Goal >>
How many lines in the items below contain the word "receives"? Reply with the number alone.

Supplied material >>
——————————

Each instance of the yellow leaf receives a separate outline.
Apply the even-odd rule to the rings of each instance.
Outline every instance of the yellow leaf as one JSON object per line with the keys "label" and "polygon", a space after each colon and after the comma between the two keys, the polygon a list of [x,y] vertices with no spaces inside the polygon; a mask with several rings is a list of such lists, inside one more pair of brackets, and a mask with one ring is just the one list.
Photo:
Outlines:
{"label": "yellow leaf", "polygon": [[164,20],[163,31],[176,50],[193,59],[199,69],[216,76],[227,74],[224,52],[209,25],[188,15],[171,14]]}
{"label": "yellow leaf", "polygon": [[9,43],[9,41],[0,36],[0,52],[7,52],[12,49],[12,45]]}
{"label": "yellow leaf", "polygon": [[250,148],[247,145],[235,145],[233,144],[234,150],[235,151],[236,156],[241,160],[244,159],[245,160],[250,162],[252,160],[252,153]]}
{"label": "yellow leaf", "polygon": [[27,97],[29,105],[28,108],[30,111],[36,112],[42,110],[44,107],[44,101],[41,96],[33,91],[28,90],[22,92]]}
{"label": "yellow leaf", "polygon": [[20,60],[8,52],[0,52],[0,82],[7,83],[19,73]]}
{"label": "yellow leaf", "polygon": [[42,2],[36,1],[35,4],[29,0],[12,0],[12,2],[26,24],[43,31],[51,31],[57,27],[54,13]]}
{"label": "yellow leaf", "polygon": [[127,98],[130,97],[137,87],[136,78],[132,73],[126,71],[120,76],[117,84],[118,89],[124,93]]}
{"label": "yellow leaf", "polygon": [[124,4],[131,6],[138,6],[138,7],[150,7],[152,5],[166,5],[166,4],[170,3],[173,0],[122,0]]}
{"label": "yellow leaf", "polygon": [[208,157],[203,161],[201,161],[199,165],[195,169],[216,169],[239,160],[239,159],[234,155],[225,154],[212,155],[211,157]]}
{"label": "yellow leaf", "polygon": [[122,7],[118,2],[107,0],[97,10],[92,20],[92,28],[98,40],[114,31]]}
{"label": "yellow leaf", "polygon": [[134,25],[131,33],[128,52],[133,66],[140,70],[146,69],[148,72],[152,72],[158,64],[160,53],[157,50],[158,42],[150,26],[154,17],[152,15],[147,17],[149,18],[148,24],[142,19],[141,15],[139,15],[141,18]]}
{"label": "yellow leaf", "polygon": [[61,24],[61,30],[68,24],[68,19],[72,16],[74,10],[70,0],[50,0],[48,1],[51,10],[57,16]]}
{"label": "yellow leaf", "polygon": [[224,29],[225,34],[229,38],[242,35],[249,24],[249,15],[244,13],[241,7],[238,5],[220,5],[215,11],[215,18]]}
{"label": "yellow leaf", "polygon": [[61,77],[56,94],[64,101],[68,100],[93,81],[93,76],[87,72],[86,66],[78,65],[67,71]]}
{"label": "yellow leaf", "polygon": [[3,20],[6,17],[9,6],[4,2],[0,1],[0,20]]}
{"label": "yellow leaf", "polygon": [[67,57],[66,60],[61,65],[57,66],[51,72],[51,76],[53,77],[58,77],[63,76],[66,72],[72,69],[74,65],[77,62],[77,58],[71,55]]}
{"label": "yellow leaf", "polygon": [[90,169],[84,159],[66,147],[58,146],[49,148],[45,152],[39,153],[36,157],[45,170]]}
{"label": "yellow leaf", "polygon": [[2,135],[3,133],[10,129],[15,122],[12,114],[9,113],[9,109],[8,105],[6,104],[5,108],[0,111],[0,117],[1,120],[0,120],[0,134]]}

——————————

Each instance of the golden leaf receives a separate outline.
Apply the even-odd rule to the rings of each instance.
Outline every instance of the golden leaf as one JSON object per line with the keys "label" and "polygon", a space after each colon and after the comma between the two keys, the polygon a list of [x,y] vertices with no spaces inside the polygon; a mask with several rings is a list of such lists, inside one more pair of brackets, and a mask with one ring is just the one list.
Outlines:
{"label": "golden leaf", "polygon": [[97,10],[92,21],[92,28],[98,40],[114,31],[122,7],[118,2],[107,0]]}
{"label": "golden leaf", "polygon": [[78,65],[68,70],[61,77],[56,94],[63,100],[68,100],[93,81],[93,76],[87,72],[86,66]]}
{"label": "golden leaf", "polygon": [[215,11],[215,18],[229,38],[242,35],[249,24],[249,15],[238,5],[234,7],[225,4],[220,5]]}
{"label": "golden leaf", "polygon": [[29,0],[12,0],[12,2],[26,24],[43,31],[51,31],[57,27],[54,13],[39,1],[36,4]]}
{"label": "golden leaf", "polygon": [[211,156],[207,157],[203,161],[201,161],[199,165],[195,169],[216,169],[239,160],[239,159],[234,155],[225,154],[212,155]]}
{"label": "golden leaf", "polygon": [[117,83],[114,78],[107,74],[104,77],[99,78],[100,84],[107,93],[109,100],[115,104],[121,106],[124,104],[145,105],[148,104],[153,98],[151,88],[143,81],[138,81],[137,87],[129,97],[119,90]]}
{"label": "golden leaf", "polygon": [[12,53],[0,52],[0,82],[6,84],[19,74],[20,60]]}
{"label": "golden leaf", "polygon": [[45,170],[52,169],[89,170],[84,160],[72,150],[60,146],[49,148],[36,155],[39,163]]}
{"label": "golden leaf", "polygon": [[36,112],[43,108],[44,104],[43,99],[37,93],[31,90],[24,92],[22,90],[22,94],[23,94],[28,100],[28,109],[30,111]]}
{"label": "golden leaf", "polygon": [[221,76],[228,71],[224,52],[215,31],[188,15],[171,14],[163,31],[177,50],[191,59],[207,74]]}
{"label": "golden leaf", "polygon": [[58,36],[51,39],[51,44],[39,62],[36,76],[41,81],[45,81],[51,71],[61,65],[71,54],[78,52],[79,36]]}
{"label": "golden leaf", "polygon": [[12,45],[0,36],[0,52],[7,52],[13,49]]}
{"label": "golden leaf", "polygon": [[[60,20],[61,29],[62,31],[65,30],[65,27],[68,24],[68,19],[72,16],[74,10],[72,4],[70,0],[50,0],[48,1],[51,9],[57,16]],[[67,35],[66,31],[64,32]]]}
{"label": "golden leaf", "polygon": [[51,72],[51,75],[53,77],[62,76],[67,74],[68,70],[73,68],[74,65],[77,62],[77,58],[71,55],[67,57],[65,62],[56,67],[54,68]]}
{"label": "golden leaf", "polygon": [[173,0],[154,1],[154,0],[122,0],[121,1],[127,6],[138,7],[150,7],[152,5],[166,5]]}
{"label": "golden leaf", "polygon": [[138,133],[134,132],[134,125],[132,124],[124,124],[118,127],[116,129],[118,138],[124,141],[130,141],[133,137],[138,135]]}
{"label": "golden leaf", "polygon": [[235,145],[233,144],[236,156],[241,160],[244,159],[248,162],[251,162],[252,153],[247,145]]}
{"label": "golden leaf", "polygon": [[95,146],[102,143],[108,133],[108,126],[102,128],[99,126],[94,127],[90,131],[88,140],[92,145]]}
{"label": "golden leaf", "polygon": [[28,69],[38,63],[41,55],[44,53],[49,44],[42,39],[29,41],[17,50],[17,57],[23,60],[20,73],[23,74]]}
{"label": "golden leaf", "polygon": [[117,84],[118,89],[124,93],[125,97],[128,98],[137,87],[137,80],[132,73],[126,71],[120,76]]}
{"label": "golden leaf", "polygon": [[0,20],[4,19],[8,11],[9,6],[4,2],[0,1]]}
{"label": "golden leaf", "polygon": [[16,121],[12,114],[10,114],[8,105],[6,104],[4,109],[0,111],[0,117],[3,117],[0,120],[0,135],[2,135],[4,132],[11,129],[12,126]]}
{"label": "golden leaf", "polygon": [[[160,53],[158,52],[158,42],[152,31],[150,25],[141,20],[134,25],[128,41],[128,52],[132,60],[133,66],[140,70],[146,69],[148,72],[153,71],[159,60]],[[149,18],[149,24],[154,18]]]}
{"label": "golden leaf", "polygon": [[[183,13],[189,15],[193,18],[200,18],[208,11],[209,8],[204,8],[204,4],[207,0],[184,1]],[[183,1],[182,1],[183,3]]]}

——————————

Solution >>
2